[Items from a labeling collection]
____________________

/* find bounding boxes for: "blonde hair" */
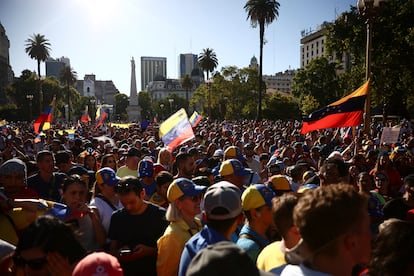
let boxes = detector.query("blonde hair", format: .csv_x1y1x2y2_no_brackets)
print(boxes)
165,202,183,222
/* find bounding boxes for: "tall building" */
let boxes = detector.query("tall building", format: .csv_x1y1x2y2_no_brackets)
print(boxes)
178,54,198,78
0,23,14,104
75,74,119,105
127,57,141,122
45,57,70,79
141,57,167,91
300,22,350,71
263,70,296,93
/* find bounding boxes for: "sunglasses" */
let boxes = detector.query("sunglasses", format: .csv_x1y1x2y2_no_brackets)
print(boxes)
181,194,201,202
13,255,47,270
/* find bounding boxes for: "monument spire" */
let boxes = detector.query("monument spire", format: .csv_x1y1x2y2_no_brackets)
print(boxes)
127,57,141,122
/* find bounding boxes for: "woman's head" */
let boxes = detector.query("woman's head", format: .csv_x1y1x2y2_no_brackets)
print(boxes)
14,216,86,275
62,174,88,209
101,153,117,171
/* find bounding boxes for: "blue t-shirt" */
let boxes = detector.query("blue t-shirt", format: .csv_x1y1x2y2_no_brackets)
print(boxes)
178,225,227,276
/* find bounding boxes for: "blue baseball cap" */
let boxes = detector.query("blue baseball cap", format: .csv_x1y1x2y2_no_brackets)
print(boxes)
95,167,121,187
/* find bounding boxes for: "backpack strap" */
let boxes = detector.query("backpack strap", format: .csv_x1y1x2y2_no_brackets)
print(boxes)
239,233,265,249
95,194,118,211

____________________

▶ WHAT IS REQUIRED:
Rewrite all of the material, replacing "tall building" with "skyscraper" and changing nothing else. Omit the pictures from your answer.

▶ WRITTEN SOLUTION:
/* find bounding boxes for: "blonde hair" */
let boxes = detector.query("blonde hair", format: .csv_x1y1x2y2_no_brackets)
print(boxes)
165,202,183,222
/* find bounding boxes for: "skyscraper" */
let boxes = detector.query("skyscraper", format: .csv_x1y1x2y2_no_brackets)
print(boxes)
178,54,198,78
0,23,14,104
75,74,119,105
127,57,141,122
45,57,70,79
141,57,167,91
300,22,350,71
263,70,296,93
/* find bounding boxes for: "sunglasses" */
let boxes = detector.query("sunglasses", format: .csv_x1y1x2y2_no_brackets)
print(boxes)
181,194,201,202
13,255,47,270
/* find bounding boxes for: "monument spire" */
let boxes = detector.query("monument spire", format: .csv_x1y1x2y2_no_brackets)
print(boxes)
127,57,141,122
/* find bounding boxes for: "woman's head" */
let boxes = detector.query("woman's head", format: .csv_x1y1x2y2_no_brackets)
print(boxes)
14,216,86,275
62,174,88,209
101,153,117,171
/* find bounding boxes for: "blue t-shirt" */
let boxes = detector.query("blue t-shirt", format: .csv_x1y1x2y2_no_brackets)
print(boxes)
178,225,227,276
/* find bounding boxes for: "blue baseball cap" */
let boxes = detector.query("blue baseball cap", format: .csv_x1y1x2y2_no_brackets)
print(boxes)
95,167,121,187
/* find bounding boxes for: "backpack strap" */
let boxes = detector.query("backpack strap", format: .csv_x1y1x2y2_no_brackets)
print(boxes)
239,233,265,249
95,194,118,211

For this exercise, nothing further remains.